▼
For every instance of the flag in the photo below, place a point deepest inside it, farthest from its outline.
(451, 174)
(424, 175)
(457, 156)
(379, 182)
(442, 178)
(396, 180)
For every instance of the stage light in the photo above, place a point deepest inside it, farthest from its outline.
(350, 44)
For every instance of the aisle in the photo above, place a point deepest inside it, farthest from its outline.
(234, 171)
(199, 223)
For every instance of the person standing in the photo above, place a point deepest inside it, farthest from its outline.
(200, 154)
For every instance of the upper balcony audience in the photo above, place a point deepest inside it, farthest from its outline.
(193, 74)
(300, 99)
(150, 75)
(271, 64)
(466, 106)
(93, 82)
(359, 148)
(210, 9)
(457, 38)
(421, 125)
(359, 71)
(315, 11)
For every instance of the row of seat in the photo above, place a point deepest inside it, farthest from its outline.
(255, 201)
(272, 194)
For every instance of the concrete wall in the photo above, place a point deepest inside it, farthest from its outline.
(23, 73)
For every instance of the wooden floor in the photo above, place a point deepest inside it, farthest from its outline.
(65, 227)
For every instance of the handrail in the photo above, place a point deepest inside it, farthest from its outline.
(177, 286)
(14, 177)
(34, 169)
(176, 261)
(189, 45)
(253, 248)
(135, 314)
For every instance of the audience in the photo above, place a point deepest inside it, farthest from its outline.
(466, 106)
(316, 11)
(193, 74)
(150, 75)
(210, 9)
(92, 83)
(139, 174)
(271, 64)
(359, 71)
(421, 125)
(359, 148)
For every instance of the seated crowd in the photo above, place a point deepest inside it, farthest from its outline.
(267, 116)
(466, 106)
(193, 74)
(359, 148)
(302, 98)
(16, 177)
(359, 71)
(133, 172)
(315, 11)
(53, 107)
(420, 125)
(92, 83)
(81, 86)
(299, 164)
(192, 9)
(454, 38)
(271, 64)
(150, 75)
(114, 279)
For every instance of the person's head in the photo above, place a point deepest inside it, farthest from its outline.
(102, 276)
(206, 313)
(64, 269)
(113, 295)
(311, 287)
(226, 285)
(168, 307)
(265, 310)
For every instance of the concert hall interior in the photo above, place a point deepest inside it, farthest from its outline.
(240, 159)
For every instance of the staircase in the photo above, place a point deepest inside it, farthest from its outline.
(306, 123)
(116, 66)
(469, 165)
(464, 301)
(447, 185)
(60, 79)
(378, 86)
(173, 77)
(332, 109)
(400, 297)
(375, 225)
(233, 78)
▲
» TASK:
Retype every line of the listing above exactly as given.

» EXERCISE SOLUTION:
For every instance of the flag in the photo below, place a point deepest inside it, farthest from its outline.
(451, 174)
(424, 175)
(457, 156)
(379, 182)
(442, 178)
(396, 180)
For every instance of the stage light in the photo above, place a point deepest inside it, farthest from its outline.
(350, 44)
For every instance of the aisle in the photo above, place a point deepest inside it, farthest from its outline.
(234, 171)
(199, 223)
For every instance of the person standing in the photo above, place a point deepest inside it, farthest from its outline.
(200, 154)
For every instance of the upper balcony audience in the photo above, place a point deepest inside it, farthest from its outline.
(193, 74)
(300, 99)
(150, 75)
(271, 64)
(466, 106)
(93, 82)
(359, 148)
(210, 9)
(457, 38)
(421, 125)
(359, 71)
(315, 11)
For every instance of the row of seat in the photo above, place a point deepest inside it, farthest from its outline.
(255, 201)
(272, 194)
For every instance of the concrete wall in the photo above, place a point deepest inside it, farthest from its outline.
(23, 73)
For every instance of the wooden floor in the photo above, place a point deepest inside it, farthest from its outline.
(65, 227)
For every instance of the handrail in the photo above, place a point deepest inside it, farthest from its outline.
(177, 286)
(14, 177)
(34, 169)
(176, 261)
(189, 45)
(253, 248)
(135, 314)
For every instance of the audience in the photo above, place a point deepest inside it, farthest from its outline.
(466, 106)
(316, 11)
(193, 74)
(150, 75)
(210, 9)
(92, 83)
(139, 174)
(271, 64)
(359, 71)
(421, 125)
(359, 148)
For every instance of the seated crowd in the photo above, place a point deepest inside it, farthest from its outline.
(267, 116)
(466, 106)
(193, 74)
(359, 148)
(302, 98)
(16, 177)
(359, 71)
(133, 172)
(315, 11)
(53, 107)
(420, 125)
(92, 83)
(81, 86)
(299, 164)
(192, 9)
(454, 38)
(271, 64)
(150, 75)
(114, 279)
For every instance of the person's head in the photo above, place a point deepest inside it, farthest from its outline.
(102, 276)
(206, 313)
(64, 269)
(113, 295)
(311, 287)
(226, 285)
(168, 307)
(265, 310)
For every instance of the concert hall interior in the photo above, place a point deepest inside it, farthest from its outline.
(240, 159)
For every instance of the staircase in the photo above, place a point deepest inside it, farthest from its outline.
(306, 123)
(116, 66)
(469, 165)
(464, 301)
(447, 185)
(60, 79)
(378, 86)
(173, 77)
(332, 109)
(400, 297)
(375, 225)
(233, 78)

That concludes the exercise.